[Given passage]
From b72d04b96b84927764d63759aebf741295015d98 Mon Sep 17 00:00:00 2001
From: Tom Palmer <remlapmot@hotmail.com>
Date: Sat, 6 Jun 2026 22:16:05 +0100
Subject: [PATCH 20/26] Re-align reordered categoricals on the glum
 design-cache bootstrap path

---
 pySEQTarget/helpers/_glum_fit.py | 38 +++++++++++++++++++++++---
 tests/test_glum.py               | 46 ++++++++++++++++++++++++++++++++
 2 files changed, 81 insertions(+), 3 deletions(-)

diff --git a/pySEQTarget/helpers/_glum_fit.py b/pySEQTarget/helpers/_glum_fit.py
index 3fdf440..b9f2a73 100644
--- a/pySEQTarget/helpers/_glum_fit.py
+++ b/pySEQTarget/helpers/_glum_fit.py
@@ -5,6 +5,26 @@
 import patsy
 from glum import GeneralizedLinearRegressor
 
+from ._fix_categories import _fix_categories_for_predict
+
+
+def _align_categories(design_info, data):
+    """
+    Re-align ``data``'s categorical columns to the level set and ORDER frozen
+    in ``design_info``. Wraps ``_fix_categories_for_predict`` (which expects a
+    model-like object) so the cached design info can be re-applied to a
+    bootstrap resample whose categoricals materialised in a different order.
+    """
+
+    class _Stub:
+        class model:
+            class data:
+                pass
+
+    stub = _Stub()
+    stub.model.data.design_info = design_info
+    return _fix_categories_for_predict(stub, data)
+
 
 class _GlumFit:
     """
@@ -122,9 +142,21 @@ def _fit_glum(formula, data, var_weights=None, start_params=None, design_cache=N
     """
     if design_cache is not None and formula in design_cache:
         y_dinfo, x_dinfo = design_cache[formula]
-        y_mat, X_mat = patsy.build_design_matrices(
-            [y_dinfo, x_dinfo], data, return_type="dataframe"
-        )
+        try:
+            y_mat, X_mat = patsy.build_design_matrices(
+                [y_dinfo, x_dinfo], data, return_type="dataframe"
+            )
+        except patsy.PatsyError as e:
+            if "mismatching levels" not in str(e):
+                raise
+            # A bootstrap resample can realise the same categorical levels in a
+            # different ORDER than the cached design_info froze. Re-align the
+            # categories to the cached structure and retry, so the cached column
+            # layout (and the warm-start that relies on it) stays valid.

[Record set]
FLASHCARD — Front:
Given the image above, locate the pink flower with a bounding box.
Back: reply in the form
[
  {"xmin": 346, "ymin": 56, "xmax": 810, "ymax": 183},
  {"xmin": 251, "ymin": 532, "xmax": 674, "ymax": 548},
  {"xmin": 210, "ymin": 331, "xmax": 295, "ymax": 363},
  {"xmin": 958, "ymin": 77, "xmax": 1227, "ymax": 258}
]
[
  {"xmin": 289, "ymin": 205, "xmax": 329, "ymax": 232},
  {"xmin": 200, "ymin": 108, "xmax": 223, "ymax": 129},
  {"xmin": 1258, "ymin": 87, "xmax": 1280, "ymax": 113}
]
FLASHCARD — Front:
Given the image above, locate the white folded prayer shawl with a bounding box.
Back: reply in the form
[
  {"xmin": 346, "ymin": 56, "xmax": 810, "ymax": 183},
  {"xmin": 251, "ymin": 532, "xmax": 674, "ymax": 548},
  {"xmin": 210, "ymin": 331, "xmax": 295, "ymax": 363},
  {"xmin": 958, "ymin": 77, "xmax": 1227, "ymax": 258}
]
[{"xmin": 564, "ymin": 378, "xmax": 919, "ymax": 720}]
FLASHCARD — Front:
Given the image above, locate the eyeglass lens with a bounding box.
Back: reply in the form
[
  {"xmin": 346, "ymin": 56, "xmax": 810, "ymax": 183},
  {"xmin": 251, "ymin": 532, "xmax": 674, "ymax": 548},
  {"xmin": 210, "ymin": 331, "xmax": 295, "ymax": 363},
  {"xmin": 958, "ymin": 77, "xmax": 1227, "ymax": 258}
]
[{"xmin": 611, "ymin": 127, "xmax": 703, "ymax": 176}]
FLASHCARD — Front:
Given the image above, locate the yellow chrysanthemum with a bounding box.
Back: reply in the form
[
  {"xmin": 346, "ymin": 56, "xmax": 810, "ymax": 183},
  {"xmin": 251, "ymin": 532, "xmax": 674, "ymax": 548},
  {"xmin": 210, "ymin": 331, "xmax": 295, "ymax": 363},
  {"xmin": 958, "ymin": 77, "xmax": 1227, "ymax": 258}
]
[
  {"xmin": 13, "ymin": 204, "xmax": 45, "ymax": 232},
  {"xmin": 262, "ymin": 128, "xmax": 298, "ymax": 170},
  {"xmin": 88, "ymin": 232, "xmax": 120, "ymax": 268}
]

[Work required] Reproduce the portion of the patch starting with "From b72d04b96b84927764d63759aebf741295015d98 Mon" and going on through "insertions(+), 3 deletions(-)".

[Exercise answer]
From b72d04b96b84927764d63759aebf741295015d98 Mon Sep 17 00:00:00 2001
From: Tom Palmer <remlapmot@hotmail.com>
Date: Sat, 6 Jun 2026 22:16:05 +0100
Subject: [PATCH 20/26] Re-align reordered categoricals on the glum
 design-cache bootstrap path

---
 pySEQTarget/helpers/_glum_fit.py | 38 +++++++++++++++++++++++---
 tests/test_glum.py               | 46 ++++++++++++++++++++++++++++++++
 2 files changed, 81 insertions(+), 3 deletions(-)